What the task requires:
In full and without alteration, give the listing again.
++++ Records for the exercise ++++
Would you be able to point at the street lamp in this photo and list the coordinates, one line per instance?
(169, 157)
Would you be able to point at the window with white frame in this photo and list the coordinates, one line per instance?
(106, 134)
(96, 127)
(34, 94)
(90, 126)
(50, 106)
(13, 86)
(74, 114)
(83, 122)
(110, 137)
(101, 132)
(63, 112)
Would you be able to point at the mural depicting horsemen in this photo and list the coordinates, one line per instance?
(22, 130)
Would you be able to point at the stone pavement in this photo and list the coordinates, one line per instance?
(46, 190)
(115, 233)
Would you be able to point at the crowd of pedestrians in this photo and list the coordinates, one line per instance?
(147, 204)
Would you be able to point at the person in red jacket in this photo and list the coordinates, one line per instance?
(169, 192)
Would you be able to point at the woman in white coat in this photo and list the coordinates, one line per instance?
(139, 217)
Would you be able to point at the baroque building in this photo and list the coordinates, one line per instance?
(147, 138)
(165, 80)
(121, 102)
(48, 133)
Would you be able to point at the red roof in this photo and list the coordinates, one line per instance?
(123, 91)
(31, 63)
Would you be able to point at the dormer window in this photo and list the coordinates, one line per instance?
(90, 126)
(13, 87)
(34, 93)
++++
Output of the task:
Would you be able to point at the street lamp in this photo and list the coordinates, one line per instance?
(169, 157)
Would you be able to point at the window with white frame in this photo and list the coordinates, one line per instance?
(106, 134)
(96, 127)
(34, 94)
(90, 126)
(50, 106)
(13, 86)
(74, 114)
(83, 122)
(110, 137)
(101, 132)
(63, 112)
Would you be able to point at the mural depicting horsemen in this photo and list the coordinates, one line per instance?
(22, 130)
Would you be able to point at the stone pavement in this photo and list the coordinates, one line per instance?
(46, 190)
(115, 233)
Would you be able to point at the crowd of pedestrians in this photo and list the coordinates, one line per instance?
(147, 204)
Would you be able to point at the person in red jacket in this photo and list the coordinates, one line per instance?
(169, 192)
Would you be able to point at the woman in white coat in this photo and list the coordinates, one line per instance?
(139, 217)
Would you be able to point at the baroque building in this photo and list the coordinates, one line per instance?
(147, 138)
(165, 80)
(121, 102)
(48, 133)
Would you be able to point at the red roof in this photo and list the coordinates, one line per instance?
(123, 91)
(31, 63)
Would you be able to point at the dormer window in this photo and list the coordinates, one line per instance?
(90, 126)
(13, 87)
(34, 93)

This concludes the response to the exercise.